***** DATASET EXCERPTS
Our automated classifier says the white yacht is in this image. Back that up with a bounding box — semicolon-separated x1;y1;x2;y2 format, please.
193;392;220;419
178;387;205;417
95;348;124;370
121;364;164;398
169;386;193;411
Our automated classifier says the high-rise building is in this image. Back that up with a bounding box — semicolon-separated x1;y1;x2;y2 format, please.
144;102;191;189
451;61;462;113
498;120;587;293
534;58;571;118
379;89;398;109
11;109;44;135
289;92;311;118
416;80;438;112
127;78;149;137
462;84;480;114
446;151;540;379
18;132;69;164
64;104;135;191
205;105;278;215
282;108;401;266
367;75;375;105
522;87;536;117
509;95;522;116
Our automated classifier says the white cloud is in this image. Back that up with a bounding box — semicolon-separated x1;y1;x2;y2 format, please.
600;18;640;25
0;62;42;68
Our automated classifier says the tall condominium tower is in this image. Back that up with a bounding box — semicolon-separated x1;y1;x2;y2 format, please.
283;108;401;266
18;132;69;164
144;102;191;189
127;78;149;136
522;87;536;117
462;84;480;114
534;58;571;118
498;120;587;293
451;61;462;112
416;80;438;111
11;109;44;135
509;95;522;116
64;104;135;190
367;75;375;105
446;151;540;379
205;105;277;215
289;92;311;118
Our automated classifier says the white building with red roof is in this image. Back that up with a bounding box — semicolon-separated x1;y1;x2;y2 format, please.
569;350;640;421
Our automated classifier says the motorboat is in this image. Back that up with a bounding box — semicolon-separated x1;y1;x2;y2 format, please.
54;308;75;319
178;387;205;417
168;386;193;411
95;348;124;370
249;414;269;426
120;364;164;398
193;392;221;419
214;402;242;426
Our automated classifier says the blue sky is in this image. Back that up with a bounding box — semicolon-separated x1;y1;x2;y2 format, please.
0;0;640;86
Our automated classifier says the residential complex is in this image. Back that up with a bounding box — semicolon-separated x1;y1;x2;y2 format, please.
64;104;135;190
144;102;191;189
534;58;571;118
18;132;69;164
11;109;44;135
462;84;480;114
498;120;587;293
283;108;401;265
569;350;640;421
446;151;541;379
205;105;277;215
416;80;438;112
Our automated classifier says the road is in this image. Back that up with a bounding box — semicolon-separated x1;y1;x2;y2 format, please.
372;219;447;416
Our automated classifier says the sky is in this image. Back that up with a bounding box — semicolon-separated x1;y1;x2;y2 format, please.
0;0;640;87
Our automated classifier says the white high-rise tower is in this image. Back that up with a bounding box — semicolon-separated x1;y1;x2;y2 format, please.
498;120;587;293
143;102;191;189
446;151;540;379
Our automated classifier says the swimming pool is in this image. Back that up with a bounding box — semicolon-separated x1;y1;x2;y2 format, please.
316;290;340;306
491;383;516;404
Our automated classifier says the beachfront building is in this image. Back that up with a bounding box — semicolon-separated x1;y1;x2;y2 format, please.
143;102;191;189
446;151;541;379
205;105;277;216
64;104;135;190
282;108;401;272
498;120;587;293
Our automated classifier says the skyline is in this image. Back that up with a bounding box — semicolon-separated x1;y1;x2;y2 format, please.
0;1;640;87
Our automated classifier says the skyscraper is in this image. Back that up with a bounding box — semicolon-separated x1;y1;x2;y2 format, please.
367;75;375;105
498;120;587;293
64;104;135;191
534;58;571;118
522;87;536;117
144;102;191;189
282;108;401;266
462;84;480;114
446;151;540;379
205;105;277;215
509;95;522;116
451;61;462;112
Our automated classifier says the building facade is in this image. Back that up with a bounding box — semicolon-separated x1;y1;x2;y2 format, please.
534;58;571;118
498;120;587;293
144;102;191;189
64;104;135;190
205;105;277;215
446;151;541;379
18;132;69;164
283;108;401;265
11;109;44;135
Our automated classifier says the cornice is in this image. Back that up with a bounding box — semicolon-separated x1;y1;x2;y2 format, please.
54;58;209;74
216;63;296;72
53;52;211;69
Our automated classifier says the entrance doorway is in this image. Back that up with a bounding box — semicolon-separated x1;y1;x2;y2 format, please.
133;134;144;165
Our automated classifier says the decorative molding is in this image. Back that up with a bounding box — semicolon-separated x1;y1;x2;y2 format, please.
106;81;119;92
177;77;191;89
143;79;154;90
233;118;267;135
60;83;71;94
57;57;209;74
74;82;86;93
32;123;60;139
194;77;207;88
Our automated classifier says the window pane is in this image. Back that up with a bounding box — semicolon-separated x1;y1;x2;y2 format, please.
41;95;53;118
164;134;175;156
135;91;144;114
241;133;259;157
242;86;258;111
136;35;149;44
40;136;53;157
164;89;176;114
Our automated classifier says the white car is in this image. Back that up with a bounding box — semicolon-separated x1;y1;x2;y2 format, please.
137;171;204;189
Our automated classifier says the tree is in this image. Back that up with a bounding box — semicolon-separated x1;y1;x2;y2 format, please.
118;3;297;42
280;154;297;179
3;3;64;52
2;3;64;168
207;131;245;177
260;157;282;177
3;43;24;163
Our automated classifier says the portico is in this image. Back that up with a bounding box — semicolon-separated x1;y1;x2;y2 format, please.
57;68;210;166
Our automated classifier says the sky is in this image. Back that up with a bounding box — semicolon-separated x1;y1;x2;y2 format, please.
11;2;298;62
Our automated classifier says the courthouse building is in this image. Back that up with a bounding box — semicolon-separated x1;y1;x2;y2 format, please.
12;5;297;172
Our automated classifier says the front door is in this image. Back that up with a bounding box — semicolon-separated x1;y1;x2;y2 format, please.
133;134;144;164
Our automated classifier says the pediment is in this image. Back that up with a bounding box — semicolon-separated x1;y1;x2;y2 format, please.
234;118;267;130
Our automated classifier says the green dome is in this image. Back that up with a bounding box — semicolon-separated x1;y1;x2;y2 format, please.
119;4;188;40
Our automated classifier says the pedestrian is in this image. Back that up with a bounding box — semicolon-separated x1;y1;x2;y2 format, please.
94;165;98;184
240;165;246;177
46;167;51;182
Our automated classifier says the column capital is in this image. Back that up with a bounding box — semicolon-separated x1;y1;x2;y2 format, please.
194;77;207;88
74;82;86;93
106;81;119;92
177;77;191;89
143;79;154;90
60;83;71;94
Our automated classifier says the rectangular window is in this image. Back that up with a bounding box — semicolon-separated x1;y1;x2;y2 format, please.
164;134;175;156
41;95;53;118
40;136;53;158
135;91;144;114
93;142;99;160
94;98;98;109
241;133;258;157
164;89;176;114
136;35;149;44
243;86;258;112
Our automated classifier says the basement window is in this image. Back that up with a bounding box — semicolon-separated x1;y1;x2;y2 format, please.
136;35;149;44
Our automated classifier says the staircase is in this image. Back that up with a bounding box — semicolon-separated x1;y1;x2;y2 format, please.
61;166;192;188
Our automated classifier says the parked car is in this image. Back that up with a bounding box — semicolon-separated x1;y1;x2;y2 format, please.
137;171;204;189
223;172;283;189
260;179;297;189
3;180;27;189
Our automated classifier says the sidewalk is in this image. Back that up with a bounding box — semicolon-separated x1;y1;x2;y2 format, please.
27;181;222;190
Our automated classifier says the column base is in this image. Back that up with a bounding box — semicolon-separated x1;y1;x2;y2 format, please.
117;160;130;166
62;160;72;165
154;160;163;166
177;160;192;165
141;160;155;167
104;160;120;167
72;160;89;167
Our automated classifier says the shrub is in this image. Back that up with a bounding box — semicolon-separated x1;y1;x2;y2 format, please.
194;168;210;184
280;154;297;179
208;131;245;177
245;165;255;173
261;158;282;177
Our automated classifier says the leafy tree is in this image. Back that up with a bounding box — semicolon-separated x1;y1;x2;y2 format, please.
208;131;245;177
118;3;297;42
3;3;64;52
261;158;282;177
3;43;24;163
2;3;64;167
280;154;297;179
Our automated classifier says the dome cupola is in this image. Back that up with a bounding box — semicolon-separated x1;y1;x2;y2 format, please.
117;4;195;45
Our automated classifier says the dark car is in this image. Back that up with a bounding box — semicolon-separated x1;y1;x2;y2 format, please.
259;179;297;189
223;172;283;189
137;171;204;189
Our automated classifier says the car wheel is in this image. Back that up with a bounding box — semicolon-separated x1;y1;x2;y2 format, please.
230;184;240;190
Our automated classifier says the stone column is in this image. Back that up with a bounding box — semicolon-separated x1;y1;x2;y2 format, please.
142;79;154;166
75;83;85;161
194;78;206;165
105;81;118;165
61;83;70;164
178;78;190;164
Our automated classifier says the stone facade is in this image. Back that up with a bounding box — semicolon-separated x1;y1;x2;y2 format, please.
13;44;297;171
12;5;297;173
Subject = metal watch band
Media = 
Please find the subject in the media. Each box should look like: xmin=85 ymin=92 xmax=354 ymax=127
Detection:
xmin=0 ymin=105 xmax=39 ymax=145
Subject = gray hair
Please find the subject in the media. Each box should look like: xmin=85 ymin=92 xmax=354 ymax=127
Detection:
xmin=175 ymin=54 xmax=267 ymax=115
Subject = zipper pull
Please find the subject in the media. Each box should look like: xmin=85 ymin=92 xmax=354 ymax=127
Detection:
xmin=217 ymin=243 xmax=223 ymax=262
**********
PROBLEM REQUIREMENTS: Starting at the line with "Subject = gray hair" and running to the end of the items, rewrite those lines with "Detection" changed to "Result", leaving everything else unchanged.

SOLUTION TO THIS EXERCISE:
Subject = gray hair
Please find the subject in the media. Each box should look like: xmin=85 ymin=92 xmax=354 ymax=127
Result:
xmin=175 ymin=54 xmax=267 ymax=115
Subject = zipper pull
Please find the subject in the media. Each box should look like: xmin=85 ymin=92 xmax=354 ymax=127
Result:
xmin=217 ymin=243 xmax=223 ymax=262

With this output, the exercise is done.